Work order »
From the listing below, retype exactly the line holding "Target: window with shutter", the line holding "[locate] brown wooden", and the lines between them; skip everything else.
+++ Provided data +++
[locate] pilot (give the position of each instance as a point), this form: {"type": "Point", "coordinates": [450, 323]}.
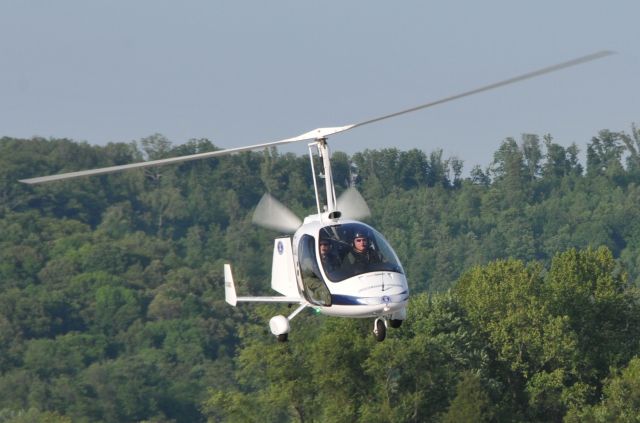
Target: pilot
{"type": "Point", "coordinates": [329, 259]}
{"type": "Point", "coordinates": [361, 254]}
+++
+++ Provided data +++
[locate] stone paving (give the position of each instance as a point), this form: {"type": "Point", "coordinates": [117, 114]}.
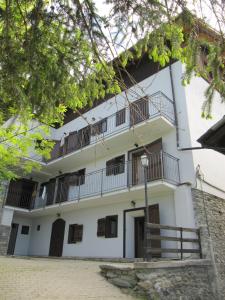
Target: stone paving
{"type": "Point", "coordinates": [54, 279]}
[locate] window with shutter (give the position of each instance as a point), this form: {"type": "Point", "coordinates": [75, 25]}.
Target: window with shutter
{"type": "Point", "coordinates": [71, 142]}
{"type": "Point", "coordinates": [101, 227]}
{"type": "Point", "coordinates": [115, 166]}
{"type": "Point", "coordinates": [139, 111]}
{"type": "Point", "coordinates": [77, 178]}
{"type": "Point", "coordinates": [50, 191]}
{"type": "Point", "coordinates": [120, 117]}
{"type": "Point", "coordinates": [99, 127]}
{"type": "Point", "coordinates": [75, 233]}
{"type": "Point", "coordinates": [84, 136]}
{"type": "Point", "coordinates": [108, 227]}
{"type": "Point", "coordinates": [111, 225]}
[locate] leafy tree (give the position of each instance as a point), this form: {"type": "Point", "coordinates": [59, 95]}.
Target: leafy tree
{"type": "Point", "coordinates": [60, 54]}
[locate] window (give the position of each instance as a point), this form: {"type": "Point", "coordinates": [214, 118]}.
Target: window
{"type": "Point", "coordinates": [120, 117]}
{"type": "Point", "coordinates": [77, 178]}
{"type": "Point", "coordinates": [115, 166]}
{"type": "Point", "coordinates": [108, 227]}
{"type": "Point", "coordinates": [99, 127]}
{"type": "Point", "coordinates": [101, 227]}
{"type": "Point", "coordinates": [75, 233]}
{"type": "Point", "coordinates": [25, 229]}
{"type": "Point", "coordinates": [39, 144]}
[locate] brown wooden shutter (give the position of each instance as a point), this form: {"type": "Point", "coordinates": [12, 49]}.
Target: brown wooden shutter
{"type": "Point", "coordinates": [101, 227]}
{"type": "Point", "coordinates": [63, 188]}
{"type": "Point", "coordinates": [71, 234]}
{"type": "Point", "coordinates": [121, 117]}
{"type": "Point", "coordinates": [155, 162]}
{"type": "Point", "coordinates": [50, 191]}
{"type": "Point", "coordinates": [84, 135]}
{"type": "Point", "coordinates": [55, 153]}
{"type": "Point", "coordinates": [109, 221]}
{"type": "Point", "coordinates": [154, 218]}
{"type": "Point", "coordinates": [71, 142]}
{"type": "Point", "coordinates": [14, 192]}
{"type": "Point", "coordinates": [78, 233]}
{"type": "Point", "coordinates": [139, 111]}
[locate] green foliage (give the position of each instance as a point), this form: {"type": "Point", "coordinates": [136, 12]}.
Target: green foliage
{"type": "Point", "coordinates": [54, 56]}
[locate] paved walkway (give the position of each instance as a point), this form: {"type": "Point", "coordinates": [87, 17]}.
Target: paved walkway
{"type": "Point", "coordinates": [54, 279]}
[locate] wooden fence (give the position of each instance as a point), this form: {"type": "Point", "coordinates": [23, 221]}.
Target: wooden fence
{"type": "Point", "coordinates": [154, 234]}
+++
Output below »
Target: window with shutter
{"type": "Point", "coordinates": [71, 142]}
{"type": "Point", "coordinates": [101, 227]}
{"type": "Point", "coordinates": [115, 166]}
{"type": "Point", "coordinates": [139, 111]}
{"type": "Point", "coordinates": [77, 178]}
{"type": "Point", "coordinates": [50, 191]}
{"type": "Point", "coordinates": [120, 117]}
{"type": "Point", "coordinates": [99, 127]}
{"type": "Point", "coordinates": [75, 233]}
{"type": "Point", "coordinates": [84, 136]}
{"type": "Point", "coordinates": [108, 227]}
{"type": "Point", "coordinates": [111, 225]}
[locate] leafy tree (give the position of each instance as a point), this form: {"type": "Point", "coordinates": [59, 95]}.
Target: leafy tree
{"type": "Point", "coordinates": [60, 54]}
[locate] window (give the position of each instance as a point), this form: {"type": "Point", "coordinates": [214, 118]}.
Target: window
{"type": "Point", "coordinates": [120, 117]}
{"type": "Point", "coordinates": [77, 178]}
{"type": "Point", "coordinates": [115, 166]}
{"type": "Point", "coordinates": [108, 227]}
{"type": "Point", "coordinates": [99, 127]}
{"type": "Point", "coordinates": [101, 227]}
{"type": "Point", "coordinates": [75, 233]}
{"type": "Point", "coordinates": [25, 229]}
{"type": "Point", "coordinates": [39, 144]}
[locate] brown wooden shutter (give the position of each instance as a point), this form: {"type": "Point", "coordinates": [12, 49]}.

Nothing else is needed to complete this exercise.